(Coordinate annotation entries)
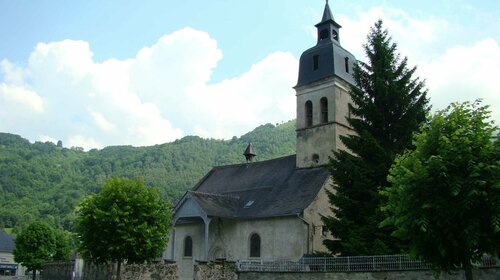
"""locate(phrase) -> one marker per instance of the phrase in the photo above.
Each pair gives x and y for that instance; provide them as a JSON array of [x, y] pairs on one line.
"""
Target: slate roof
[[6, 242], [276, 187]]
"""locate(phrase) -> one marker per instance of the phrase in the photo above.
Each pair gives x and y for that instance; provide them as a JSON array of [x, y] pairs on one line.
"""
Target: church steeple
[[327, 13], [325, 78], [328, 29]]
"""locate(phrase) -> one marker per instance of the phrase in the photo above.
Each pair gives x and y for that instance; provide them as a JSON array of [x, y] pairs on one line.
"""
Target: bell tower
[[322, 90]]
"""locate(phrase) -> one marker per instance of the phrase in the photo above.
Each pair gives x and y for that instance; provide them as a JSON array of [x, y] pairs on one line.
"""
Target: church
[[271, 210]]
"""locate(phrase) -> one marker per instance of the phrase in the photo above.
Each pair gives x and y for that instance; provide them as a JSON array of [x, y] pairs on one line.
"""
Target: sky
[[99, 73]]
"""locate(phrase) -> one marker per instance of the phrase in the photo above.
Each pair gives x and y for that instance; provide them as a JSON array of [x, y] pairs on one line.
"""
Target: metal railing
[[341, 264]]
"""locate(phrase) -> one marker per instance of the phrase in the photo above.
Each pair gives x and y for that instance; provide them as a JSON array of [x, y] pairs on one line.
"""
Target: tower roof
[[328, 17]]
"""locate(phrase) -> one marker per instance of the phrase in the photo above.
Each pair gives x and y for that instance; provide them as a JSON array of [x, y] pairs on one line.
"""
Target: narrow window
[[308, 113], [255, 246], [324, 231], [324, 109], [188, 246], [335, 35], [323, 34], [315, 158]]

**Instructions to follow**. Copy all of the entries above word for word, leaving out the pictures.

**Finished task**.
"""locate(phrase) -> one marker per instance of the phrase in the photo above.
Each pair gives x and y for that instance; provide them as a JSON array of [x, y] pairs on one line.
"""
Target: slate roof
[[6, 242], [276, 187]]
"""locate(phrase) -> one marker per instance of the phrase in the photo above.
Each pair gives x and y for that instance; provide them as a JSON array of [x, y] pairs on one line.
"""
Target: church steeple
[[327, 13], [325, 78], [328, 29]]
"""locate(phrase) -> one marker per instance of the phrase in the photo above.
Each pair gives x and y for that instance; provide them as a JSON array of [x, y] pairs on one line.
"""
Target: bell tower
[[322, 90]]
"""locate(phrase) -> one marker per instance of the phrase in the photo above.
Each pair gives x and y for that instance; provide them as a JSON array of [x, y] pairs on one line.
"""
Target: church
[[271, 210]]
"""locate(phrase) -> one marker per instance of the phrase in the photo above.
Each pair gives x and y for that instance; provide them as a JSON array of [x, y] pairs on one line.
"""
Target: sky
[[99, 73]]
"""locate(phrase) -> one marker per instance of the phrase in the photo above.
Each pair gives x and y for that instance; provide them as a JSON array of [x, y] pairs on one line.
"""
Target: metal railing
[[341, 264]]
"""locate(phrase) -> one marker per instance of the phrase in the photo above.
Each pair gives x and y for that instance; provide them as a JSON array of [x, y] pairs on one line.
"""
Target: tower roof
[[328, 17]]
"""locate(phrase) -> one marker per instance of the phrase in the photo above.
Each pair gives x and y for that instance; provide them as a JSON array of [x, y] pairs on one line.
"""
Target: narrow window
[[308, 113], [255, 246], [324, 231], [324, 109], [188, 246], [335, 35], [323, 34], [315, 158]]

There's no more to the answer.